**WHAT THE TASK ASKS**
Reproduce all of the records word for word, omitting the pictures.

**Photo-based referring expression data**
******

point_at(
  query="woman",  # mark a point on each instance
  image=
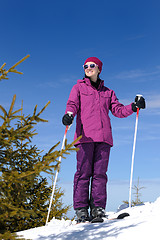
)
(91, 101)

******

**EXERCISE SOLUTION**
point_at(
  query="woman",  # mark a point on each instance
  image=
)
(91, 101)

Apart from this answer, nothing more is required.